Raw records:
────────────────

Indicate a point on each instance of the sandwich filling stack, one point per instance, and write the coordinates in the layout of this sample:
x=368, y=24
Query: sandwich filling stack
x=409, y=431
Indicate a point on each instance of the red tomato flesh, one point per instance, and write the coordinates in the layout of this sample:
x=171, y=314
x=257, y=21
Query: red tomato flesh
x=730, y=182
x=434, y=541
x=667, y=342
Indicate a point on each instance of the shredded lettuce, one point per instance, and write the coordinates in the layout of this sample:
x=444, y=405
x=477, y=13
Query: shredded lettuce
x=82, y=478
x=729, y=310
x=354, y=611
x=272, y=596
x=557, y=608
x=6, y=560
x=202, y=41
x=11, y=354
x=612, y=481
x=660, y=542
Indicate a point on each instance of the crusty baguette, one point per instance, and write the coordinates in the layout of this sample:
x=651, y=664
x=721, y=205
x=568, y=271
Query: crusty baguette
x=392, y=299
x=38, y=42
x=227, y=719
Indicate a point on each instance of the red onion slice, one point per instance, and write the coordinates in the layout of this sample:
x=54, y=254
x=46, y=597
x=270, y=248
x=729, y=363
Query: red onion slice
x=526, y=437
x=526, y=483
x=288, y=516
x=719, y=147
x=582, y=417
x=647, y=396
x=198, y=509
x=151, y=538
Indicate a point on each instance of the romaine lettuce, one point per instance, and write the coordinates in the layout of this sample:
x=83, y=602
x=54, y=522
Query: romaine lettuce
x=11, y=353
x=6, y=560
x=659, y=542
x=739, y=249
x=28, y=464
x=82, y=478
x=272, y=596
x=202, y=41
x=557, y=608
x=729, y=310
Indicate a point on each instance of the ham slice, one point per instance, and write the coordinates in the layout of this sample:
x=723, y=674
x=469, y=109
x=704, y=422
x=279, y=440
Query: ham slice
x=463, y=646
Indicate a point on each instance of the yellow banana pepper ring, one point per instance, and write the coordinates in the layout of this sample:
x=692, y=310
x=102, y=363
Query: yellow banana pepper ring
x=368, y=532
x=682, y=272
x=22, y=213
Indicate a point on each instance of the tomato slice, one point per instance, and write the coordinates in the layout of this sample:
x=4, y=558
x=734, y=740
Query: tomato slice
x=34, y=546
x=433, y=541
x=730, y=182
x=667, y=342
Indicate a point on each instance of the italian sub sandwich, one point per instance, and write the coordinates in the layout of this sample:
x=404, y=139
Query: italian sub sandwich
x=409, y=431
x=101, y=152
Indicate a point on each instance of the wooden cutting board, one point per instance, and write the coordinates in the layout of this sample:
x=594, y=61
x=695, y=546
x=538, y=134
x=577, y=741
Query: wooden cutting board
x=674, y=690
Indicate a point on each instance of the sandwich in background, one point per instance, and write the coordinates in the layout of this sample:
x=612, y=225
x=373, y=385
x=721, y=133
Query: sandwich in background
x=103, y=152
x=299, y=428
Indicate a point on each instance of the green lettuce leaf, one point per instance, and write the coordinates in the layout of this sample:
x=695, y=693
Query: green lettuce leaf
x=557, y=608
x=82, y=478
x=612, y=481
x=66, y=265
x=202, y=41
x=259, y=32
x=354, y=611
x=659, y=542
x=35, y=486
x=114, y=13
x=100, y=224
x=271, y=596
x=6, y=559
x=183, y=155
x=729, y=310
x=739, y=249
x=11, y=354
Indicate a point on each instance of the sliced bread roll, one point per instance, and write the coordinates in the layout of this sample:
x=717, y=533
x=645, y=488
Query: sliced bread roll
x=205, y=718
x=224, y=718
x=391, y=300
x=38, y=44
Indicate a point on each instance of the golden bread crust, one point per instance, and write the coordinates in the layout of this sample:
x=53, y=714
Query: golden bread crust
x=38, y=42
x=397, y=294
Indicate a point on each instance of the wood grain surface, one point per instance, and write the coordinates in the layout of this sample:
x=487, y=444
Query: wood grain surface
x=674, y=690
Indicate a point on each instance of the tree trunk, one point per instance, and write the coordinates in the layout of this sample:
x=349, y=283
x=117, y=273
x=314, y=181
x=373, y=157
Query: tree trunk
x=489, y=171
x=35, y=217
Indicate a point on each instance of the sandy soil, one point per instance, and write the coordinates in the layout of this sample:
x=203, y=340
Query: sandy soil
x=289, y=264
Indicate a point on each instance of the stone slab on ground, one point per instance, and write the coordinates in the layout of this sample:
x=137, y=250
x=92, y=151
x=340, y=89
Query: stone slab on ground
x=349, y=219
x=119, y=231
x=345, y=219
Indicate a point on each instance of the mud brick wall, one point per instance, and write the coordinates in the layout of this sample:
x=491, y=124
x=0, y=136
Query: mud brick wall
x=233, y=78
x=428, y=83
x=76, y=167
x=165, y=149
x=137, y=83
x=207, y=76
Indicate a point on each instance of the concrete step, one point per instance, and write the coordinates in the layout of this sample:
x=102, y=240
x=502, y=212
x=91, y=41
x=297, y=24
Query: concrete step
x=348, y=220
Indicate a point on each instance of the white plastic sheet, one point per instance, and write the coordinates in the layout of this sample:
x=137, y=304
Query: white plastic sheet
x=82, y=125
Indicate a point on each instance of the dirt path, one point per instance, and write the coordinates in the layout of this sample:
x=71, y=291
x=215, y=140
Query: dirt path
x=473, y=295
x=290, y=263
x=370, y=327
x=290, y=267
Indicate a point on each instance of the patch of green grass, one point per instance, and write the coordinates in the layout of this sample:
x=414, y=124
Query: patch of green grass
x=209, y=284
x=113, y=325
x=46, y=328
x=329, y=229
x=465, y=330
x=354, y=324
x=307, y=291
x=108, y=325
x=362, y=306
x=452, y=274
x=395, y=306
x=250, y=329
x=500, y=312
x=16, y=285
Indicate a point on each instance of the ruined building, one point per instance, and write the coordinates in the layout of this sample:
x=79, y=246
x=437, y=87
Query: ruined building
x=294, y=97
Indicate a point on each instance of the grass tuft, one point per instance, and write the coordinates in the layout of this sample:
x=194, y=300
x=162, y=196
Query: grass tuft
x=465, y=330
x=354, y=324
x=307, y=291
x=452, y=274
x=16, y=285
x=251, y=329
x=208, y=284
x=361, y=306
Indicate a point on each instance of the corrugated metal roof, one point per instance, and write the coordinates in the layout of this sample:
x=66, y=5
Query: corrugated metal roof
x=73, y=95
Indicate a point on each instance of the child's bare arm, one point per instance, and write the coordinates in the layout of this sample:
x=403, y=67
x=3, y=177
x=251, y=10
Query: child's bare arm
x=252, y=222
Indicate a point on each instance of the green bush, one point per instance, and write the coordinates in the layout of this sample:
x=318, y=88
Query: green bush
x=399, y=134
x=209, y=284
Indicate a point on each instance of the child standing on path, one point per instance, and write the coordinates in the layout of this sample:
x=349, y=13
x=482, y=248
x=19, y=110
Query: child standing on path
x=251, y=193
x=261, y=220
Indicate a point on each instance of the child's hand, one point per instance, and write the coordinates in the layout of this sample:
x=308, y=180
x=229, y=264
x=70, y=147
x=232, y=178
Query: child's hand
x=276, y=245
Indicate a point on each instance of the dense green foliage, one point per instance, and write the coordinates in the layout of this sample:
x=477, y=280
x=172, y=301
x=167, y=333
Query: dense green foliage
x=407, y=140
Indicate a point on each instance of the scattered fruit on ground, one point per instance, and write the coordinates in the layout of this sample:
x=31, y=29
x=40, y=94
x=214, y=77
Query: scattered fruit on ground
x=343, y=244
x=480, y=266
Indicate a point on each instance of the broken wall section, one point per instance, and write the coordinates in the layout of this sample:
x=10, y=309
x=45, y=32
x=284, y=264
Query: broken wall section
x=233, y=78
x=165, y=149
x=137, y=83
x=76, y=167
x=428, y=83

────────────────

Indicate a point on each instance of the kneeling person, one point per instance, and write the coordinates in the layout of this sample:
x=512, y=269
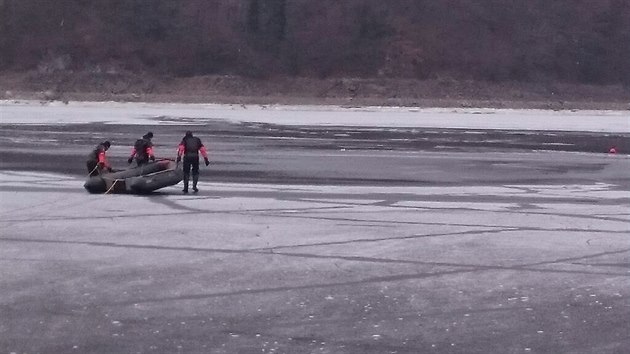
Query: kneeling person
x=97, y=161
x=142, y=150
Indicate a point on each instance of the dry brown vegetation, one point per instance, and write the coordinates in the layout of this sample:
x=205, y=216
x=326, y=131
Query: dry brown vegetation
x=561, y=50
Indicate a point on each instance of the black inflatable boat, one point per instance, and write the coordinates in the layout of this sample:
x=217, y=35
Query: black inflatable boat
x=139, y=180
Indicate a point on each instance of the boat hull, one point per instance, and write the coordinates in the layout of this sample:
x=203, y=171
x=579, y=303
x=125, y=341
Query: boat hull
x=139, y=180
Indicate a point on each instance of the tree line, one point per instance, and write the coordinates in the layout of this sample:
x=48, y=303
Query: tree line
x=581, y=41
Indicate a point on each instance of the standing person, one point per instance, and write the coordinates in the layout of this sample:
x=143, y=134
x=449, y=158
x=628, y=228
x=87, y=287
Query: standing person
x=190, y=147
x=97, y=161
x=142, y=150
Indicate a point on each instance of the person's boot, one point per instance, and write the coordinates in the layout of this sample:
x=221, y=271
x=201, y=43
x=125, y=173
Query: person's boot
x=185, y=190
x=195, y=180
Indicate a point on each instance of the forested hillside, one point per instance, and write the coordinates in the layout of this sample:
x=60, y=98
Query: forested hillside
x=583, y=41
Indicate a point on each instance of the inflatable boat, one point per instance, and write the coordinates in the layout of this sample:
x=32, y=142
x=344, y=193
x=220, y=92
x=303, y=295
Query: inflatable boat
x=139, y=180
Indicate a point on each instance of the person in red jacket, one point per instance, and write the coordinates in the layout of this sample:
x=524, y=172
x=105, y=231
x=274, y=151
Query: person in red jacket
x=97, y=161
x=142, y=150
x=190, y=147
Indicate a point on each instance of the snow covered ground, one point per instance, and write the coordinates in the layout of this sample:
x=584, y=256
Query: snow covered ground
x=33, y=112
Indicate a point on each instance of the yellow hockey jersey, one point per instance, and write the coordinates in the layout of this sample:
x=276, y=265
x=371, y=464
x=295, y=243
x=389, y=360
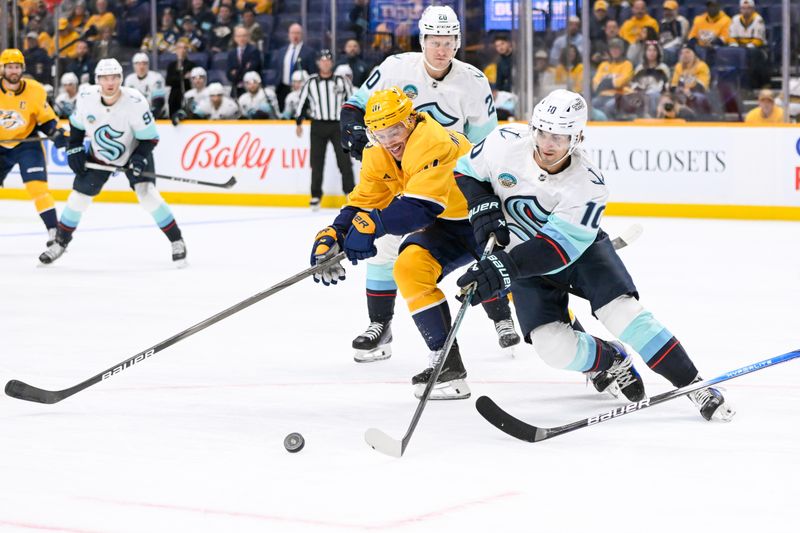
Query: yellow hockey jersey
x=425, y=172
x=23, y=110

────────────────

### The exercise
Arrange the lines of the entries above as a Markdown table with the columns No. and Line, starting at the line that contains "Indicate a point on each instance of the wood grain" and ending at the line that contains "x=289, y=264". Number each row and leave out any blank lines.

### Worked answer
| No. | Line |
|---|---|
| 1 | Indicate a point on each instance of the wood grain surface, one point per instance, and write the coordinates in the layout of this sample: |
| 2 | x=487, y=444 |
| 3 | Query: wood grain surface |
| 4 | x=674, y=690 |
| 5 | Indicate a point on each instance of the tree trunk, one point per instance, and write the coordinates in the layout of this sample: |
| 6 | x=349, y=283 |
| 7 | x=117, y=273 |
| 8 | x=314, y=181 |
| 9 | x=373, y=157 |
| 10 | Query: tree trunk |
| 11 | x=489, y=171 |
| 12 | x=35, y=217 |
| 13 | Indicate a point on each instance of the sandy soil, one point per instance, and write the coordinates in the layout of this sample: |
| 14 | x=203, y=340 |
| 15 | Query: sandy soil |
| 16 | x=289, y=264 |